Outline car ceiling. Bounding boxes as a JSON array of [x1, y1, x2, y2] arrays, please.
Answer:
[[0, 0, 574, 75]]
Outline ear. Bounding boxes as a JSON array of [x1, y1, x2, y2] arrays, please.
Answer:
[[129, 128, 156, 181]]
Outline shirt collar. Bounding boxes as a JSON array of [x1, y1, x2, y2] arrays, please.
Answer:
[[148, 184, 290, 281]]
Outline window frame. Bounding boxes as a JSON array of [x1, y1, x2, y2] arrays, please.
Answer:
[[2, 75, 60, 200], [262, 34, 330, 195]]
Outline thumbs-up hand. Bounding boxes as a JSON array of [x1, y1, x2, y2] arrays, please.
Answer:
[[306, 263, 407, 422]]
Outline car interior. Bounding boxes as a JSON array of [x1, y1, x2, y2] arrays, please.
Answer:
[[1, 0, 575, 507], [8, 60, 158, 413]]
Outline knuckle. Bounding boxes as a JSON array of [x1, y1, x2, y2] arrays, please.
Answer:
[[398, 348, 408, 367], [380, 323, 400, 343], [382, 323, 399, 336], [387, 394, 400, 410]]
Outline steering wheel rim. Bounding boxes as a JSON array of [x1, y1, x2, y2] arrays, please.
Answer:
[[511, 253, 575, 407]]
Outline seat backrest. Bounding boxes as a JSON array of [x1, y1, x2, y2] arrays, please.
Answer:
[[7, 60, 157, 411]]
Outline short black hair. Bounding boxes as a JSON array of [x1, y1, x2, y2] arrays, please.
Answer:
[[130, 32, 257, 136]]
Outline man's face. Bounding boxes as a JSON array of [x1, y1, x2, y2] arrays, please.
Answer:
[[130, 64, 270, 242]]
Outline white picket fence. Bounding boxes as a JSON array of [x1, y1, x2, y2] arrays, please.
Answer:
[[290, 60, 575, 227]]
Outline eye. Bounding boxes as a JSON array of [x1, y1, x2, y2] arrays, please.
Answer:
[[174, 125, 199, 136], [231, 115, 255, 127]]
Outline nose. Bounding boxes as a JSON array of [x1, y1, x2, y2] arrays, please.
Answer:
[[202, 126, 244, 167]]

--

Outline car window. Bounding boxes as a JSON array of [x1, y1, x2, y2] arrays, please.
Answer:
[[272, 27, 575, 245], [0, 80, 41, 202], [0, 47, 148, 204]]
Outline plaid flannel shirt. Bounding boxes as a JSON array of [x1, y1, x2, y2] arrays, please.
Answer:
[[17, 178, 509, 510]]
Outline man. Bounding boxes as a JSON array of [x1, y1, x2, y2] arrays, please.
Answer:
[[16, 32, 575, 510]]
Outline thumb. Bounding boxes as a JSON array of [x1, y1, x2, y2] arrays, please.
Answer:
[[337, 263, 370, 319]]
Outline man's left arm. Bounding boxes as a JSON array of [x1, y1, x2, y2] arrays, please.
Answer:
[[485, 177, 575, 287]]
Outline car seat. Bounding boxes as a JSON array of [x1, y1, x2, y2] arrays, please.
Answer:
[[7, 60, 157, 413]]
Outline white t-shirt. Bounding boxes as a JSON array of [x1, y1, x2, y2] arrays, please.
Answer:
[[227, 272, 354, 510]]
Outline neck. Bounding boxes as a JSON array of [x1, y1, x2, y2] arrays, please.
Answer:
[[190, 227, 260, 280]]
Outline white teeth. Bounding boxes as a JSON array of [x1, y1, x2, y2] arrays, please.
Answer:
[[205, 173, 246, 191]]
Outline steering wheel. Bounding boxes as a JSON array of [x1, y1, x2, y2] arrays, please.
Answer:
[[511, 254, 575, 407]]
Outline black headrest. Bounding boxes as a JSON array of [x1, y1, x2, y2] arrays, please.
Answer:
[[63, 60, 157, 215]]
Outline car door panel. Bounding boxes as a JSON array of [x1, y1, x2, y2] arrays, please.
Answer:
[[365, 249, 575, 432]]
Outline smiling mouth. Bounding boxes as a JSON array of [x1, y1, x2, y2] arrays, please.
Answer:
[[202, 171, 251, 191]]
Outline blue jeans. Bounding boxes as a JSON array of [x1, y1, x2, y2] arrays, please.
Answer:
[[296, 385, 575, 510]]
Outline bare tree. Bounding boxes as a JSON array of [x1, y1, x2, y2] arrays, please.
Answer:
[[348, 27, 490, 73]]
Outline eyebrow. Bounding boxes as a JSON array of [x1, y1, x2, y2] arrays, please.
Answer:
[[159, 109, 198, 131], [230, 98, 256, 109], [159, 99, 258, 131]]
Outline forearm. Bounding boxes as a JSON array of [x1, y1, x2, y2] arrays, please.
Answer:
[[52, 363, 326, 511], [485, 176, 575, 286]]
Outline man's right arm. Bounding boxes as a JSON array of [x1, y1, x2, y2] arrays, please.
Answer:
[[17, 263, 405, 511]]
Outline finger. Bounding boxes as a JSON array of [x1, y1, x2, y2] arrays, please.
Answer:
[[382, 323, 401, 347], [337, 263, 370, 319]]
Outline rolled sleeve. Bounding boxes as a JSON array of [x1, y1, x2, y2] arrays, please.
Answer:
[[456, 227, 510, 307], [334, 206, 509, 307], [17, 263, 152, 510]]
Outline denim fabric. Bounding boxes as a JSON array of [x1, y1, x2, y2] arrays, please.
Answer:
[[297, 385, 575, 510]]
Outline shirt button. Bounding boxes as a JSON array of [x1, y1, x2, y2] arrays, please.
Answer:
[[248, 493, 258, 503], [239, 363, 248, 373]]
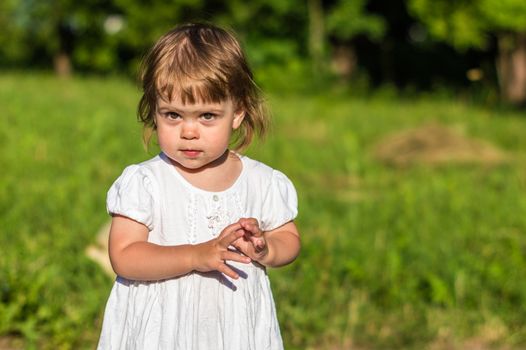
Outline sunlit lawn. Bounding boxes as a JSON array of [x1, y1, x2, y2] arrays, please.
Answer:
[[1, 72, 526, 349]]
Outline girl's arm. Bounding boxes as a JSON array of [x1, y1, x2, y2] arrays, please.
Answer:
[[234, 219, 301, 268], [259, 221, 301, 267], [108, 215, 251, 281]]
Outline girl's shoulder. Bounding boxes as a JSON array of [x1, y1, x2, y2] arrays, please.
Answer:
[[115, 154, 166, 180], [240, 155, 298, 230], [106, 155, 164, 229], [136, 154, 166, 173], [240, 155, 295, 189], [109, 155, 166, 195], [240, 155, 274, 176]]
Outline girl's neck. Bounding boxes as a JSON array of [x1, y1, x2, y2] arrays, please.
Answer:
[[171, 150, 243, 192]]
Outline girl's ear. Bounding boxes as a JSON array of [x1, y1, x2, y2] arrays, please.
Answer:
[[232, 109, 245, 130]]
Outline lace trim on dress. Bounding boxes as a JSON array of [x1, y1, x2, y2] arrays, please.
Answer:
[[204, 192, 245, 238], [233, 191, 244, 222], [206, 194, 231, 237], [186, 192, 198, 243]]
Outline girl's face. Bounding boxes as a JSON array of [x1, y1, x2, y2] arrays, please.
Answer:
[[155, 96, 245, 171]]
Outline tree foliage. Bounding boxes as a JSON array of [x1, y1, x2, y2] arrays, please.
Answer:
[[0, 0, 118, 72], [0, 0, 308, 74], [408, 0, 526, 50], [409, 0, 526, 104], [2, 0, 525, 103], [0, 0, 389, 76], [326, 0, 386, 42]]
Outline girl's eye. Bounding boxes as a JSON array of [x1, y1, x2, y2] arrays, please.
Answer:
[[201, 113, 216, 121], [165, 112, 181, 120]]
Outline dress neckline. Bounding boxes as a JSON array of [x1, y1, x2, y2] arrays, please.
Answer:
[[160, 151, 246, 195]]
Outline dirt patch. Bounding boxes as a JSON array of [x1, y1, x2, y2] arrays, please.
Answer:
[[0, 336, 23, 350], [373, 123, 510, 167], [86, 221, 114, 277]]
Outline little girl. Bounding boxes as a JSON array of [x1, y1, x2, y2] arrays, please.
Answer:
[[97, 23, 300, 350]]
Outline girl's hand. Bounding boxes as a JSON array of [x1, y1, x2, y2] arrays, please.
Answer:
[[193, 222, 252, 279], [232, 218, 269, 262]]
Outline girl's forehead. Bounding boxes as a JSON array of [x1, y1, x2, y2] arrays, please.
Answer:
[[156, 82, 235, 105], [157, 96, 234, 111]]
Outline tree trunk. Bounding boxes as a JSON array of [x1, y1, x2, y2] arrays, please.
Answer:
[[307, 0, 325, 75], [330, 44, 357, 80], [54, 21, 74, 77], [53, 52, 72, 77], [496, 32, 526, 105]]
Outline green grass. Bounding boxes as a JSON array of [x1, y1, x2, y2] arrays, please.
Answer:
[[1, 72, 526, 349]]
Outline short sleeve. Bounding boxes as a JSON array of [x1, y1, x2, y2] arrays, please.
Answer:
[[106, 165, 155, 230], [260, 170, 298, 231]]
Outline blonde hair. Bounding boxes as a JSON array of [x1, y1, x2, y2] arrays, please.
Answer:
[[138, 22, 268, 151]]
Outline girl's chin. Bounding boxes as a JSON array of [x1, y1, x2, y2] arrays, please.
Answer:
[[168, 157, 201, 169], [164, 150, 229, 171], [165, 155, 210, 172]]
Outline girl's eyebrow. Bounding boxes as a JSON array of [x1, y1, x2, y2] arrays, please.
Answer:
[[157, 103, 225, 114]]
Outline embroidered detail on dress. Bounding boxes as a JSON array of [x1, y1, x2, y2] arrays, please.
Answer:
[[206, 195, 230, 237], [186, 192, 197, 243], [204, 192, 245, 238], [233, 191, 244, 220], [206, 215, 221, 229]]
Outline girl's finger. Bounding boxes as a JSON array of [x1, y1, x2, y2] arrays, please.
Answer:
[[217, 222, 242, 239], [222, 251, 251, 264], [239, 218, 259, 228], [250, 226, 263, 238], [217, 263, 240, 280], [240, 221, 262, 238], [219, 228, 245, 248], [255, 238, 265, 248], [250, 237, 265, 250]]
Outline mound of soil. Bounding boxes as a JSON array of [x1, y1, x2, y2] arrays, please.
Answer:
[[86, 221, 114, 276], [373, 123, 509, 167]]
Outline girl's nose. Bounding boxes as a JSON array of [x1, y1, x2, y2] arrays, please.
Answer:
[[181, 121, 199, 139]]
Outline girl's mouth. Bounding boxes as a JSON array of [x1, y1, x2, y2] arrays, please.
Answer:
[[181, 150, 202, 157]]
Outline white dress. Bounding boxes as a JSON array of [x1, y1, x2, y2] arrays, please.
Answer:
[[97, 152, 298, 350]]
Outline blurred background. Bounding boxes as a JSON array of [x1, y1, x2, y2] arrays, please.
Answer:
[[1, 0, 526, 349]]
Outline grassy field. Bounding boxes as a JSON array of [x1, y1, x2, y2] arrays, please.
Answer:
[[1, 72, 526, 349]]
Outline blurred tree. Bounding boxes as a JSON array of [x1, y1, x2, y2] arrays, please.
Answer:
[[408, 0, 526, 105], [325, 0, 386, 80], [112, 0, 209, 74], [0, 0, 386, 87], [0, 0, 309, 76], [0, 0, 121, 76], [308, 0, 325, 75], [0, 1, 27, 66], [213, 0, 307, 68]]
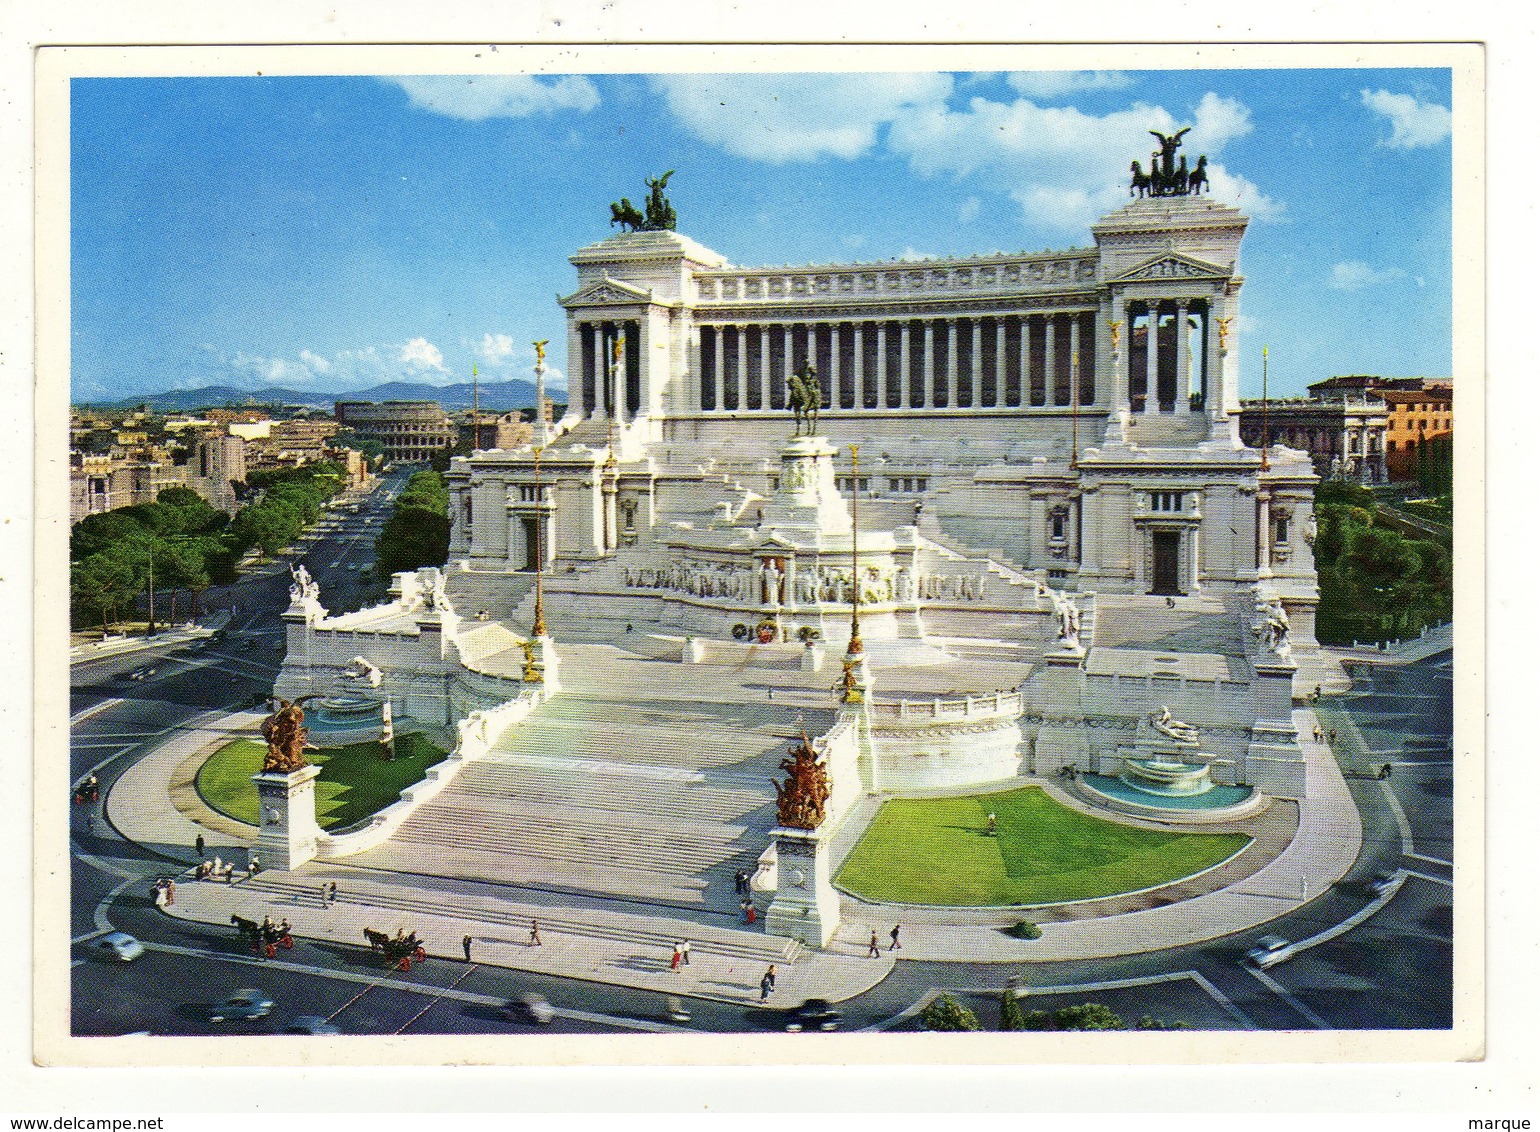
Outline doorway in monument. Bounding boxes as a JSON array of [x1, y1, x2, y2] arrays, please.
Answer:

• _ASSIGNMENT_: Across the records, how many lines carry the word "white"? The answer should be a number alone.

• _RESULT FOR THIS TASK_: 4